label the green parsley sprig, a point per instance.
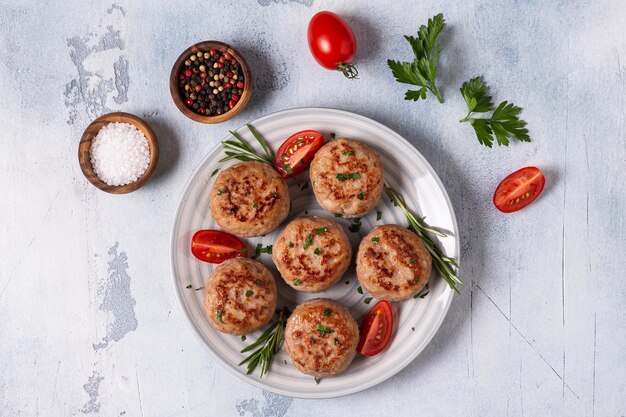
(267, 345)
(445, 265)
(241, 149)
(423, 70)
(504, 122)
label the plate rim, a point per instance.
(258, 383)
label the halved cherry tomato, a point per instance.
(214, 246)
(296, 153)
(376, 329)
(519, 189)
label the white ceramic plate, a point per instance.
(417, 320)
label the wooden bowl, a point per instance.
(205, 47)
(85, 146)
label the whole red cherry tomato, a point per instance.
(332, 43)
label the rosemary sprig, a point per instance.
(445, 265)
(240, 149)
(267, 345)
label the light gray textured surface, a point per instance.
(88, 318)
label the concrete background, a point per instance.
(88, 319)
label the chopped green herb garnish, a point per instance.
(260, 249)
(308, 242)
(356, 225)
(350, 176)
(422, 294)
(323, 329)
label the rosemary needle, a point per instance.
(445, 265)
(240, 149)
(266, 346)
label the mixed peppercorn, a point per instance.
(211, 83)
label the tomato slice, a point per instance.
(214, 246)
(519, 189)
(296, 153)
(376, 329)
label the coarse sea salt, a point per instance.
(119, 154)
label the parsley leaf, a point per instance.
(423, 70)
(504, 122)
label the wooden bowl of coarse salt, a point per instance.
(118, 153)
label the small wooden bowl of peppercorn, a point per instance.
(136, 138)
(210, 82)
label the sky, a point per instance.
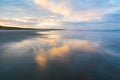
(70, 14)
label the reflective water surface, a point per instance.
(59, 55)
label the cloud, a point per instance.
(33, 22)
(78, 10)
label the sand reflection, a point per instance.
(51, 49)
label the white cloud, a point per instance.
(77, 10)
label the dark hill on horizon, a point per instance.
(18, 28)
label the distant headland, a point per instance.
(18, 28)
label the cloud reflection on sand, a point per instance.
(54, 48)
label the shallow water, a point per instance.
(60, 55)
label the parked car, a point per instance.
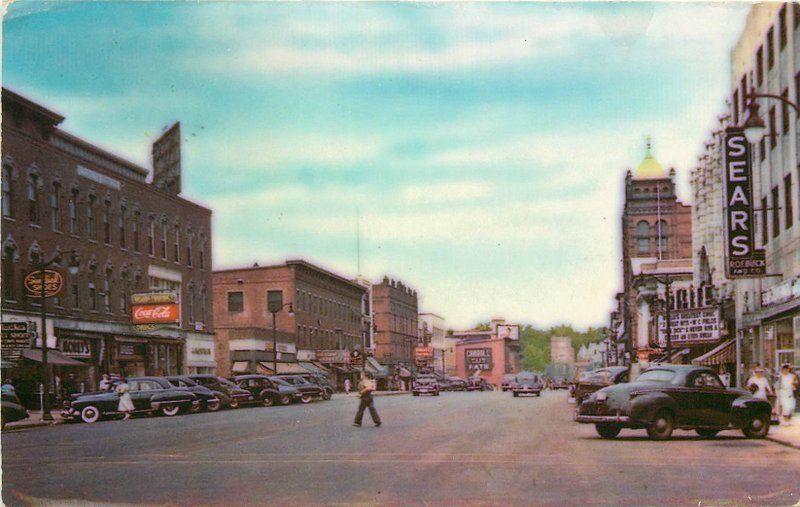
(593, 381)
(262, 389)
(149, 395)
(527, 386)
(666, 397)
(425, 385)
(509, 381)
(308, 391)
(12, 409)
(289, 393)
(229, 393)
(478, 384)
(209, 401)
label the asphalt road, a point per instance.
(463, 448)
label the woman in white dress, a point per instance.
(125, 401)
(787, 384)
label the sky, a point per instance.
(481, 147)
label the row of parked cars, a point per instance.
(172, 395)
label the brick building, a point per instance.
(321, 322)
(395, 317)
(63, 194)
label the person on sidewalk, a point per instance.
(367, 386)
(787, 384)
(125, 401)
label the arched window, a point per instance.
(33, 198)
(8, 195)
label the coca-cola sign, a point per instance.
(155, 314)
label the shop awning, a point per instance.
(375, 368)
(723, 353)
(240, 366)
(53, 357)
(283, 368)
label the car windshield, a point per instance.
(657, 376)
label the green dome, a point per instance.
(649, 169)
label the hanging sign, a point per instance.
(743, 260)
(53, 283)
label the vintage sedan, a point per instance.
(666, 397)
(593, 381)
(149, 395)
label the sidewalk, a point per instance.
(35, 419)
(786, 435)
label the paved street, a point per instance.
(459, 447)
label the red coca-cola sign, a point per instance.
(155, 314)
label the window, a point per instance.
(782, 26)
(773, 137)
(770, 48)
(235, 301)
(163, 239)
(90, 219)
(107, 223)
(785, 111)
(776, 218)
(73, 212)
(760, 65)
(8, 209)
(151, 237)
(121, 226)
(55, 210)
(176, 247)
(135, 230)
(8, 273)
(787, 200)
(33, 199)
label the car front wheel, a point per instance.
(606, 430)
(90, 414)
(756, 426)
(660, 428)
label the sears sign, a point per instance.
(743, 260)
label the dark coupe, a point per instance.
(149, 395)
(666, 397)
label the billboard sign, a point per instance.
(478, 359)
(743, 260)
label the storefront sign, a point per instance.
(478, 359)
(155, 314)
(16, 337)
(690, 327)
(333, 356)
(743, 260)
(76, 347)
(53, 283)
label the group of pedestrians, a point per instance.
(785, 389)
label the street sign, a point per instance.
(53, 283)
(16, 337)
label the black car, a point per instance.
(593, 381)
(209, 400)
(262, 389)
(309, 391)
(229, 393)
(12, 409)
(666, 397)
(149, 395)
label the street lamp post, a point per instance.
(42, 268)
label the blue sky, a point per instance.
(484, 145)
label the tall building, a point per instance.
(62, 194)
(321, 320)
(764, 60)
(395, 318)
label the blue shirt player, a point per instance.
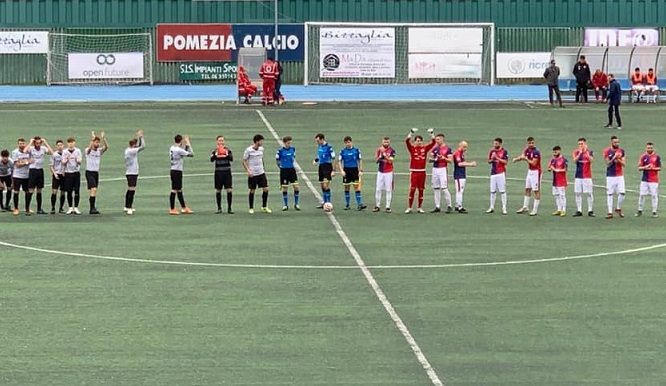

+ + + + +

- [Task item] None of the pictures should be kept; reproduce all the remaining material exactly.

- [Output below]
label the green parsley sprig, a point per instance.
(267, 345)
(445, 265)
(241, 149)
(423, 70)
(504, 122)
label the plate rim, a point per instance.
(258, 383)
label the halved cherry tomato, a point per instance.
(214, 246)
(296, 153)
(376, 329)
(519, 189)
label the white ceramic plate, a point per instance.
(417, 320)
label the wooden bowl, a point per instance.
(205, 47)
(85, 146)
label the whole red cherry tomato, a point per instance.
(332, 43)
label the rosemary sprig, a point per instance.
(445, 265)
(240, 149)
(267, 345)
label the light gray textured surface, a point per instance.
(88, 318)
label the concrete background, a point per instance.
(88, 319)
label the chopped green herb garnish, a point per instance.
(260, 249)
(308, 242)
(356, 225)
(350, 176)
(422, 294)
(323, 329)
label the rosemary needle, a point per instance.
(445, 265)
(240, 149)
(266, 346)
label the mixed peppercorn, a point per instance.
(211, 83)
label the tomato slice, a point per instance.
(214, 246)
(519, 189)
(296, 153)
(376, 329)
label the coarse sea salt, a point per instance.
(119, 154)
label the parsley leaf, a point per instance.
(423, 70)
(504, 122)
label the wooden bowl of coarse salt, a point per instance.
(118, 153)
label the small wooden bowl of peppercorn, a point per instance.
(136, 138)
(210, 82)
label the sky, a point per instance.
(70, 14)
label the reflective water surface, a point per instance.
(59, 55)
label the cloud, a point per instance.
(33, 22)
(78, 10)
label the sand reflection, a point per instance.
(51, 49)
label the white cloud, a point per instance.
(77, 10)
label the dark hill on horizon, a point per instance.
(18, 28)
label the distant headland, a point per instance.
(18, 28)
label the cloud reflection on sand, a point per instance.
(54, 48)
label the shallow water, a point per instance.
(60, 55)
label the parked car, a point per instance.
(593, 381)
(262, 389)
(149, 395)
(527, 386)
(666, 397)
(425, 385)
(509, 381)
(308, 391)
(12, 409)
(289, 393)
(229, 393)
(478, 384)
(209, 401)
label the asphalt road, a point per instance.
(463, 448)
label the woman in white dress, a point per instance.
(125, 401)
(787, 384)
label the sky, a point per instance.
(481, 147)
label the row of parked cars, a point per instance.
(172, 395)
label the brick building, a point per instance.
(321, 322)
(395, 317)
(63, 194)
label the person on sidewalk, a point per instance.
(367, 386)
(787, 384)
(125, 401)
label the arched window, a point per instance.
(33, 198)
(8, 195)
label the coca-cola sign, a point per instance.
(155, 314)
label the shop awning, a point per instance.
(375, 368)
(723, 353)
(240, 366)
(53, 357)
(283, 368)
label the car windshield, a point per instance.
(657, 376)
label the green dome, a point per instance.
(649, 169)
label the hanging sign, a point per instance.
(743, 260)
(53, 283)
label the vintage sedan, a point per instance.
(666, 397)
(593, 381)
(149, 395)
label the sidewalk, a point per instance.
(35, 419)
(786, 435)
label the paved street, a point per instance.
(459, 447)
label the red coca-cola sign, a point per instance.
(155, 314)
label the window, a point per instance.
(782, 26)
(773, 137)
(770, 48)
(235, 301)
(163, 239)
(90, 219)
(107, 223)
(785, 111)
(776, 218)
(73, 212)
(760, 65)
(8, 209)
(151, 237)
(121, 226)
(55, 210)
(176, 247)
(135, 230)
(8, 273)
(787, 200)
(33, 199)
label the car front wheel, a point per instance.
(606, 430)
(90, 414)
(756, 426)
(660, 428)
label the sears sign, a point per instance.
(743, 260)
label the dark coupe, a point per instance.
(149, 395)
(666, 397)
label the billboard sign, a point per instance.
(478, 359)
(743, 260)
label the storefront sign, a point per instance.
(478, 359)
(155, 314)
(16, 337)
(690, 327)
(333, 356)
(743, 260)
(76, 347)
(53, 283)
label the group of pedestrians, a point per instance.
(785, 389)
label the street sign, a point per instance.
(53, 283)
(16, 337)
label the black car, a point per instance.
(593, 381)
(209, 400)
(262, 389)
(309, 391)
(229, 393)
(12, 409)
(666, 397)
(149, 395)
label the street lamp post, a point per instance.
(42, 268)
label the blue sky, a point per instance.
(484, 145)
label the tall building, a point per instance.
(62, 194)
(321, 320)
(764, 60)
(395, 318)
label the blue shirt player, a point per instance.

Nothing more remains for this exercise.